Listed records:
● ● ●
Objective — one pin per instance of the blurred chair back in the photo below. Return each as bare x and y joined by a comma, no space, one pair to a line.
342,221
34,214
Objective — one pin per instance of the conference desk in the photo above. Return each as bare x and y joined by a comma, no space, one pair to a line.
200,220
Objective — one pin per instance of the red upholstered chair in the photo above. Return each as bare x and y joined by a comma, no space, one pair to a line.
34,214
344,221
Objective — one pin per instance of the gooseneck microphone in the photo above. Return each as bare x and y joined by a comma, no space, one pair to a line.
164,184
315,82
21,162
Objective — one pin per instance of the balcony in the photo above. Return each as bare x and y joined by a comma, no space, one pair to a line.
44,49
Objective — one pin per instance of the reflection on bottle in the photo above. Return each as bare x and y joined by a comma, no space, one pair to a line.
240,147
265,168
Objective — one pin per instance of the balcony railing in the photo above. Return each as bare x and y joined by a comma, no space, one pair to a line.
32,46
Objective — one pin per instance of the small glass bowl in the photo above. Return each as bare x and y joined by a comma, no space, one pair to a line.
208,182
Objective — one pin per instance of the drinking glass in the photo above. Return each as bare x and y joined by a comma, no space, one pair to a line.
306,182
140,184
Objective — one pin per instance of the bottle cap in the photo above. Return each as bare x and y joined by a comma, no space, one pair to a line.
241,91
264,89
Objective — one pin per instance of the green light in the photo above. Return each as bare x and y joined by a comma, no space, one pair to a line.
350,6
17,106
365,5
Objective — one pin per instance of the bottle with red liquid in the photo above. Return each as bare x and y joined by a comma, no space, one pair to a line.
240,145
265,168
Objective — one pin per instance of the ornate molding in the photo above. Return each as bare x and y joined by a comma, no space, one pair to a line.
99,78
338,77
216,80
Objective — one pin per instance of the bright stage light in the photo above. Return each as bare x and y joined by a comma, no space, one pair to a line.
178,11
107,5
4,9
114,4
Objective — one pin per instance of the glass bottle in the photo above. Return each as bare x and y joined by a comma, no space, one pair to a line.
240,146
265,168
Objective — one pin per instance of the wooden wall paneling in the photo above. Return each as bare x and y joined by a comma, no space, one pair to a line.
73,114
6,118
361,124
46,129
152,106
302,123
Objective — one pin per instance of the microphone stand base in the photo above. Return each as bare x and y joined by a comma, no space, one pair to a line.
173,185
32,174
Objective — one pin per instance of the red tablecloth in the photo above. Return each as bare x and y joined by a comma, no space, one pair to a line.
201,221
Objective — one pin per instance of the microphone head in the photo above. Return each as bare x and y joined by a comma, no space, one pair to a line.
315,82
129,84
● ● ●
What to work on:
Rewrite all the records above with every "pin" changed to "marker" and everything else left as it is.

Solution to the exercise:
Objective — one marker per instance of the blurred chair back in the photo below. Return each as bare x and y joined by a comma, no space, one pair to a line.
342,221
34,214
Objective — one marker per instance of the conference desk in the photo above. Return each as bare x and y joined by a comma, no space, one pair to a line.
200,220
Objective — one marker per instance of the red upholstered chair in the photo above. Return each as bare x and y joined by a comma, no space, one pair to a line.
34,214
344,221
Objective — one marker per instance of the gooseneck microphone in the photo above. Return each as bare x and y joined by a comma, no space, one pair to a line.
164,184
315,82
21,162
Objective — one marker per instance of the balcony in the photo above. Return each as bare x and y joined by a comma, no space, one pair to a line.
44,49
Objective — one marker per instance of the reflection on bottle in the photo above. Return each as bare x and y joined by a comma, no space, one pair to a line.
240,147
265,168
Objective — one marker per instance of the balcony railing in the photo above. Return each as bare x and y joined by a comma, no space, one pair to a line.
32,46
Objective — one marker per instance of the small glass bowl in the photo above. Return each as bare x and y joined by a comma, no space, one pair to a line.
208,182
Objective — one marker per instance of the drinking glass in the photo above. Return each as bare x and y joined by a comma, no space, one pair to a line.
306,182
140,184
Objective — one marker per instance of the bottle cap in the photo above. Return each as bare x and y joined by a comma, no space, one pair to a line.
241,91
264,89
Objective — one marker per instance of the green light in the photo above. Return each as bare x and y joined by a comma, no space, one pair to a line.
350,6
17,106
365,5
Objective — one marker per instance of the bottle with red liquid in the photo above. Return each as bare x and y joined by a comma, no space, one pair to a line.
240,145
265,168
Objective — one marker per instance of the ornate molding in the photo above. Return each as bare x and y joined by a comma, no space, one pair to a line.
99,78
338,77
216,80
Objective — one marker per instance of the bright stage light in the photo above. Return each as bare x and y joined by a comma, no space, one pair to a line.
178,11
107,5
4,9
114,4
Objective — one marker per instance of the glass bottle in the photo above. Return each as bare x and y joined by a comma, no space, one pair to a line.
240,146
265,168
Objective — one marker per instance of the wooden wall paneling in the photo above. Return each as bare x and y joined by a comma, no space, one pair to a line.
73,114
6,118
361,124
46,129
152,106
302,123
Objective — one marker per instance of the microphone stand base in the photo above. Return each as bare x and y joined by a comma, no space, one pair to a line.
173,185
32,174
Objective — one marker per instance of the red tablecloth in the photo above. Return each as bare x and y joined by a comma, no space, one pair to a line.
201,221
Objective — one marker per instance of the microphone head in the photo above. Return each as bare x and y joined by a comma, no space, one pair to a line.
315,82
129,84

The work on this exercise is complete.